> [Goal of the exercise]: Copy the records below word for word, starting at the line containing "546L34 538L26 535L22" and ending at the line containing "positive clicks: (18, 554) (13, 564)", both lines included.

'''

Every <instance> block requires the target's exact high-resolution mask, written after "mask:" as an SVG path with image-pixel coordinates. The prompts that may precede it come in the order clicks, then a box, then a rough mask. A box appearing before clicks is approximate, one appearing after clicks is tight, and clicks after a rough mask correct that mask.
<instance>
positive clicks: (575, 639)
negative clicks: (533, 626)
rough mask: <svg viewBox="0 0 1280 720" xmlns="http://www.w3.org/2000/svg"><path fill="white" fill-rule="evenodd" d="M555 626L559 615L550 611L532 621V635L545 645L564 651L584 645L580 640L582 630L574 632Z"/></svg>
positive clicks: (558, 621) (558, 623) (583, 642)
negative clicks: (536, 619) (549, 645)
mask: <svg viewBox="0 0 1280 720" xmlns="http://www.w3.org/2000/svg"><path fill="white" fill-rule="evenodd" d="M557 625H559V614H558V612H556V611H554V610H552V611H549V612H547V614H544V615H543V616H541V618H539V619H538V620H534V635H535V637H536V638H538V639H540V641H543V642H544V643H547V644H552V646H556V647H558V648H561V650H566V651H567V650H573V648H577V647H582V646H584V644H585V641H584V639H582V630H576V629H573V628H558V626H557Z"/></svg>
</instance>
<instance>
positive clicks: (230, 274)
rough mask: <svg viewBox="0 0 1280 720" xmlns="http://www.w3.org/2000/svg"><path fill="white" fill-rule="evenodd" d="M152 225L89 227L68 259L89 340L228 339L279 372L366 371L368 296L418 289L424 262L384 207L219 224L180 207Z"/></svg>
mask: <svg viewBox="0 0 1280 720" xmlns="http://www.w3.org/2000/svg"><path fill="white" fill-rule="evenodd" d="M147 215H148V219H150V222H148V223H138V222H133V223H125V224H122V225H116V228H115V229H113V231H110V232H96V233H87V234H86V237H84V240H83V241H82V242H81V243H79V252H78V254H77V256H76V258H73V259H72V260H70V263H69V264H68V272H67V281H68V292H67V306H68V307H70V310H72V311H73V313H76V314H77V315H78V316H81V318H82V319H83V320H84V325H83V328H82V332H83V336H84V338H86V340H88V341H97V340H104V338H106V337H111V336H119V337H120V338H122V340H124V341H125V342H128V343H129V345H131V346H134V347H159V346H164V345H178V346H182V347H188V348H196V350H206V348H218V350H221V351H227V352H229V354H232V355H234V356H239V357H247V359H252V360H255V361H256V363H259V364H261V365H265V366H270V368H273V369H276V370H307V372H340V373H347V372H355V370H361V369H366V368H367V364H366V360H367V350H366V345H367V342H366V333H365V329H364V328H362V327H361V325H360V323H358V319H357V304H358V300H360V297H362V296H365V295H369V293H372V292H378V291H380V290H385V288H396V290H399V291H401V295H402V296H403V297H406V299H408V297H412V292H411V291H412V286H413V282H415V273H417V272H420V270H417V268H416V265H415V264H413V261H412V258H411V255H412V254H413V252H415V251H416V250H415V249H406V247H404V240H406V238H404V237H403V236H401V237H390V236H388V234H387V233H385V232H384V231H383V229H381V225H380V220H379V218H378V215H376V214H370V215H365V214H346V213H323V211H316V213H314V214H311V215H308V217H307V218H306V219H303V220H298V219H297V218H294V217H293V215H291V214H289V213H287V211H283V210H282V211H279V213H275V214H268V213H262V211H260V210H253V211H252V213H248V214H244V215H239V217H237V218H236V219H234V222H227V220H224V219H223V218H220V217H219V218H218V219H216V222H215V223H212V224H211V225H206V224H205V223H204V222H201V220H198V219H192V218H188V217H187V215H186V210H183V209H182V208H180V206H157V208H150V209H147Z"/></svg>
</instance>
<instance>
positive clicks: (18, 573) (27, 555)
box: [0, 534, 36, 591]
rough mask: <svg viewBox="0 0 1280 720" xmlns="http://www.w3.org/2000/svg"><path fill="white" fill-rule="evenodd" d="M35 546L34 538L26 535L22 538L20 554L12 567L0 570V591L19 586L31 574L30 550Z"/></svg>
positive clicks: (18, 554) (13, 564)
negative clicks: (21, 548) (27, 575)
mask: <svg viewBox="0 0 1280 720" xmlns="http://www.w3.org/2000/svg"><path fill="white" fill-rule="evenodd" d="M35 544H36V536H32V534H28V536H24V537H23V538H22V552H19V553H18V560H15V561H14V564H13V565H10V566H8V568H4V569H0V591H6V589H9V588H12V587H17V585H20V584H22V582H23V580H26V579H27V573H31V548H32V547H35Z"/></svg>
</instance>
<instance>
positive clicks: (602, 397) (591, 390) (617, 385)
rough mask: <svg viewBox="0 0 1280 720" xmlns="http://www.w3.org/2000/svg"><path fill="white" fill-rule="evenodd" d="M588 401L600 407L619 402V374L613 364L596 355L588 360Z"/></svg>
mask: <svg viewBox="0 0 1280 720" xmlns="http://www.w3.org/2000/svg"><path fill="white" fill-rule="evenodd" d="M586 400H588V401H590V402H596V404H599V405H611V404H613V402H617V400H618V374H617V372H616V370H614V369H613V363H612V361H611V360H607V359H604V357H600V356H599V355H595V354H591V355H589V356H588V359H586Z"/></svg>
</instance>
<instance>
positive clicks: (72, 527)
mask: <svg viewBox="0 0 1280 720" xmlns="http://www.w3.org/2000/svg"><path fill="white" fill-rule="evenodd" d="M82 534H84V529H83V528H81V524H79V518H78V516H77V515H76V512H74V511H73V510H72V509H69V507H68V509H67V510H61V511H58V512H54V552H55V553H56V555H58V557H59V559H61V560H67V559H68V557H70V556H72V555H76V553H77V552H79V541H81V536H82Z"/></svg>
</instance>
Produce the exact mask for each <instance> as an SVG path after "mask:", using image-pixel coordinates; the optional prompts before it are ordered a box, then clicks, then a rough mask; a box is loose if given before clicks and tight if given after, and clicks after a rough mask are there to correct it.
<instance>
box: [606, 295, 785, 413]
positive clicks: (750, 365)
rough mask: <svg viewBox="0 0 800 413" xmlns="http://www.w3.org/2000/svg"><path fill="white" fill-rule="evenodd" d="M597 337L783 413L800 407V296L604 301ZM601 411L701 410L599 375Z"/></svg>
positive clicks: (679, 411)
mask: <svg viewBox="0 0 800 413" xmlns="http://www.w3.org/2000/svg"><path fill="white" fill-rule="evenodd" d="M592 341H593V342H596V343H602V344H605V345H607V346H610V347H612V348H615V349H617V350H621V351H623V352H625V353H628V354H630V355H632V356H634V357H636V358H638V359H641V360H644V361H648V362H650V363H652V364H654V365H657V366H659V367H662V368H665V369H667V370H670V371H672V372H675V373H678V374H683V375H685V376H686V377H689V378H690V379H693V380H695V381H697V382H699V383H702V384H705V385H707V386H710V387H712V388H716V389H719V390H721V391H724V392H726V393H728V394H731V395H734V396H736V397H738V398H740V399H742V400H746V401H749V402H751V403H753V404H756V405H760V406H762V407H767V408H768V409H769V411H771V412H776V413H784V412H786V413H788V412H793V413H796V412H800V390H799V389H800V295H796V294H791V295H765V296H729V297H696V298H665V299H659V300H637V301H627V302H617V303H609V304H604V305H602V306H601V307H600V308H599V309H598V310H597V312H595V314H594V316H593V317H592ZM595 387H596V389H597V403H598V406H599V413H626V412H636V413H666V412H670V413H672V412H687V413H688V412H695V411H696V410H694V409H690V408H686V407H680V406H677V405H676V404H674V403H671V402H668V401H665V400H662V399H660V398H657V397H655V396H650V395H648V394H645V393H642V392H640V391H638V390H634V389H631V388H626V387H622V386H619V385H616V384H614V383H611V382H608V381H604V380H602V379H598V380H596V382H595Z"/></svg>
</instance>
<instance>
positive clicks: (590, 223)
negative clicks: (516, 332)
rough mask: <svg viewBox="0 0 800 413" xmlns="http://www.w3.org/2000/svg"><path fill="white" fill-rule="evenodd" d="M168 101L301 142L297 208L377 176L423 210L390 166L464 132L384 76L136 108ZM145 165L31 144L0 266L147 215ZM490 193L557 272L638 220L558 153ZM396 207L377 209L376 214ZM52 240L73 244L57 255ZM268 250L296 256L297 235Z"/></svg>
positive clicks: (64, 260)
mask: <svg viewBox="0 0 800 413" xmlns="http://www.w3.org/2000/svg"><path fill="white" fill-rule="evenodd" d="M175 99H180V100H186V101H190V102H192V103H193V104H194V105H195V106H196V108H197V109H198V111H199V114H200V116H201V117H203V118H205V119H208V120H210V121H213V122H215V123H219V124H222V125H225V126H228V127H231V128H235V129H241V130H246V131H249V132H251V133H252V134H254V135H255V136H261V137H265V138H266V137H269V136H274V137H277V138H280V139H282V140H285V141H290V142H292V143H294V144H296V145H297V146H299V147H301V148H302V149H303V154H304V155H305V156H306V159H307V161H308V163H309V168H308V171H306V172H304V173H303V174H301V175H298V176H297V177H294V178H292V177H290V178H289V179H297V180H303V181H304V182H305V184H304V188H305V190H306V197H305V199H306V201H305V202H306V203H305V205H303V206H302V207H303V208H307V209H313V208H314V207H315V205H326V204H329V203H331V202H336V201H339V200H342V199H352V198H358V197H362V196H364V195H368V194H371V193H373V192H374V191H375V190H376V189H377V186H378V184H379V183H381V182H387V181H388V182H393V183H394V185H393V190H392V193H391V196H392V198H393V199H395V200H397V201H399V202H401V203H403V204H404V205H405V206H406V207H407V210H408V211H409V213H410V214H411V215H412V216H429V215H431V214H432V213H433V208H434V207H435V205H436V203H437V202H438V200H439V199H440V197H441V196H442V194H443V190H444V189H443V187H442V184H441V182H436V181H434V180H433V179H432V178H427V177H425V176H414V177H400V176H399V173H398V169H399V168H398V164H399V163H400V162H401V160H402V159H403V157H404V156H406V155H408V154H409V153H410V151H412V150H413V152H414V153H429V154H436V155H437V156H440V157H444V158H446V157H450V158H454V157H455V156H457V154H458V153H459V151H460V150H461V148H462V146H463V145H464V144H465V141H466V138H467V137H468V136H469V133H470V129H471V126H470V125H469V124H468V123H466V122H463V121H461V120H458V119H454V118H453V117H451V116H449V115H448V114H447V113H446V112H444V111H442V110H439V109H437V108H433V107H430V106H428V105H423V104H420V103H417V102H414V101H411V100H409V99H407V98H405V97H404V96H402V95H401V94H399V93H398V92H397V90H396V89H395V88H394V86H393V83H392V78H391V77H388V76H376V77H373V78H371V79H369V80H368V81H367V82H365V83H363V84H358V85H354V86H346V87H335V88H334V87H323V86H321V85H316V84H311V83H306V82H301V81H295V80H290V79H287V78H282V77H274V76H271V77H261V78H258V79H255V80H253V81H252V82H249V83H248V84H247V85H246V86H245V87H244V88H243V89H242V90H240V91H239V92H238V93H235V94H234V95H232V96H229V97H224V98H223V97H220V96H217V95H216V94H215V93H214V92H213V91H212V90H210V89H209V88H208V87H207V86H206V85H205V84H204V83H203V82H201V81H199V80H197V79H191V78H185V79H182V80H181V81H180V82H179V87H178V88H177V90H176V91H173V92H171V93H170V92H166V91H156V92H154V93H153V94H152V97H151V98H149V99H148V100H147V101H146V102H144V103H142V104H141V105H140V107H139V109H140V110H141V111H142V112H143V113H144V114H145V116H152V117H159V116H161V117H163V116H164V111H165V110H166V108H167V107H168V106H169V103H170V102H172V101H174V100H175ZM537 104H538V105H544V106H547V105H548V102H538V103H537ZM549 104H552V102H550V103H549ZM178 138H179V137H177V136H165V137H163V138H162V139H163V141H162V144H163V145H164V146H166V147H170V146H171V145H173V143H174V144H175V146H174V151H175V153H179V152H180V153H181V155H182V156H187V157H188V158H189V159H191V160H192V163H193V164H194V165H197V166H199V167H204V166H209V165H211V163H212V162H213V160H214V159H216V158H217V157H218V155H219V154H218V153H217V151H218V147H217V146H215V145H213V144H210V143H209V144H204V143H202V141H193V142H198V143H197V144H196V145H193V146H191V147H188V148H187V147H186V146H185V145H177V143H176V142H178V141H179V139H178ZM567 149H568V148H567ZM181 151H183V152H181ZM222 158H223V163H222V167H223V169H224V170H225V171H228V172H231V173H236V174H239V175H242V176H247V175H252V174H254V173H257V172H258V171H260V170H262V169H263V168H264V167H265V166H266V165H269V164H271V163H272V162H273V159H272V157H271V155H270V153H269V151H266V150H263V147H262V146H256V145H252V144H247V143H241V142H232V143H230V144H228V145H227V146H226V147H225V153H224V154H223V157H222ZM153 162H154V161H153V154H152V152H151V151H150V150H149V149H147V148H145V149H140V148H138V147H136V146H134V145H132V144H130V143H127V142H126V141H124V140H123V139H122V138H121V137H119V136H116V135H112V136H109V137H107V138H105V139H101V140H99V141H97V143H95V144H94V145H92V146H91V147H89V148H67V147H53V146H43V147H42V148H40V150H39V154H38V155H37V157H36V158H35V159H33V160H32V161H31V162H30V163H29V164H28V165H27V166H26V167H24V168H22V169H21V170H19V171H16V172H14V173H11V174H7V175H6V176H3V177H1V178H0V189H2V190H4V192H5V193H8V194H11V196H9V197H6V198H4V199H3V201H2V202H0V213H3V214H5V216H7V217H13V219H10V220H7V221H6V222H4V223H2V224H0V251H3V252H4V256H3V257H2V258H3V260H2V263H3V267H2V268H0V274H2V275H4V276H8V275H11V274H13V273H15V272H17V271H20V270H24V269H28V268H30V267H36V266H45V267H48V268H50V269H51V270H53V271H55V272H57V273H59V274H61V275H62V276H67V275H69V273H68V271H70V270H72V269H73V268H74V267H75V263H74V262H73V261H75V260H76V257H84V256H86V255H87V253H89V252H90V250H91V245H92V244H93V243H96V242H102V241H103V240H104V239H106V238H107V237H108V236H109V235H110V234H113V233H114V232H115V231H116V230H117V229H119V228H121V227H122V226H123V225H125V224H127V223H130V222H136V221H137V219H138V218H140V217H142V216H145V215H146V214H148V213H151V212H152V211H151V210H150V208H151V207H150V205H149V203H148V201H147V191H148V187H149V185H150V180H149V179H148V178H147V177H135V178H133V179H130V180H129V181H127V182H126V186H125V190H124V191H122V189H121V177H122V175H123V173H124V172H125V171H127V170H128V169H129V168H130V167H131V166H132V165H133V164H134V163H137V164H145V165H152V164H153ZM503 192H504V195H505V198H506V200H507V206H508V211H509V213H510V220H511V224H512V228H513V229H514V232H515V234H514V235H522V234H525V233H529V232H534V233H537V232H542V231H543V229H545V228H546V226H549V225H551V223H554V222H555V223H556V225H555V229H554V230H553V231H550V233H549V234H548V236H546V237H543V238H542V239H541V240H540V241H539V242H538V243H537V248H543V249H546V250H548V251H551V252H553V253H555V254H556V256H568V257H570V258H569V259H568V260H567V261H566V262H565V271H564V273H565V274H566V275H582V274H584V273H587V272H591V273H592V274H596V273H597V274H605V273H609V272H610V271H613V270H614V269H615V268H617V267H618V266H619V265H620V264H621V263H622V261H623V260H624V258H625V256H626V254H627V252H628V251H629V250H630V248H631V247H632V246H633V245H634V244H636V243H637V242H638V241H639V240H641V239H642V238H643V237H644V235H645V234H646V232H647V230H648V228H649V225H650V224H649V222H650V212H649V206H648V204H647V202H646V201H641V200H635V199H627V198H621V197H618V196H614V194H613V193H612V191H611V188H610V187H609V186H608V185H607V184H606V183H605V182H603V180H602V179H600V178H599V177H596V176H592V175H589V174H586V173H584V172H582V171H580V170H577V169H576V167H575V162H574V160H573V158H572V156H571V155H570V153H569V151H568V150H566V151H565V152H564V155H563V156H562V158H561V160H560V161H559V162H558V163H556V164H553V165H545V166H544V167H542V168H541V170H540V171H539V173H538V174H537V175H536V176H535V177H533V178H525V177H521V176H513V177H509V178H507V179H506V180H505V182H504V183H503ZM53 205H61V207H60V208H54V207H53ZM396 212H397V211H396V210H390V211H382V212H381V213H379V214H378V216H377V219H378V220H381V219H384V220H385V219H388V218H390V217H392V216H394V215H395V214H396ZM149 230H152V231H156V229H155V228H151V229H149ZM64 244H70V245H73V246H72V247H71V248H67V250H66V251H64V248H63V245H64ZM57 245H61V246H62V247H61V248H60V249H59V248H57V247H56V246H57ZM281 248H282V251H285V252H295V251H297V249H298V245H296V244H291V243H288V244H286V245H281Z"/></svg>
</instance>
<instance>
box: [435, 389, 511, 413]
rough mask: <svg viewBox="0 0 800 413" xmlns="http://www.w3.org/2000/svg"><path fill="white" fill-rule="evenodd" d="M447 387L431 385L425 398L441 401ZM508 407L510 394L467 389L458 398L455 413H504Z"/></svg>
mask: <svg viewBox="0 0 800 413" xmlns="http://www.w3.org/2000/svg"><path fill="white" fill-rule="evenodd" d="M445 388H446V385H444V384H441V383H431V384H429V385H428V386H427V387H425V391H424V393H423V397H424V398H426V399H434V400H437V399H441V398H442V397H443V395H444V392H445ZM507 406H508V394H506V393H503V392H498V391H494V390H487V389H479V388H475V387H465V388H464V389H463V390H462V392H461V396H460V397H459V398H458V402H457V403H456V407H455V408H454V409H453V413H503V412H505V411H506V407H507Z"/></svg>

'''

> [Answer below]:
rough mask: <svg viewBox="0 0 1280 720" xmlns="http://www.w3.org/2000/svg"><path fill="white" fill-rule="evenodd" d="M35 546L34 538L26 535L22 538L20 554L12 567L0 570V591L19 586L31 574L30 550Z"/></svg>
positive clicks: (18, 554) (13, 564)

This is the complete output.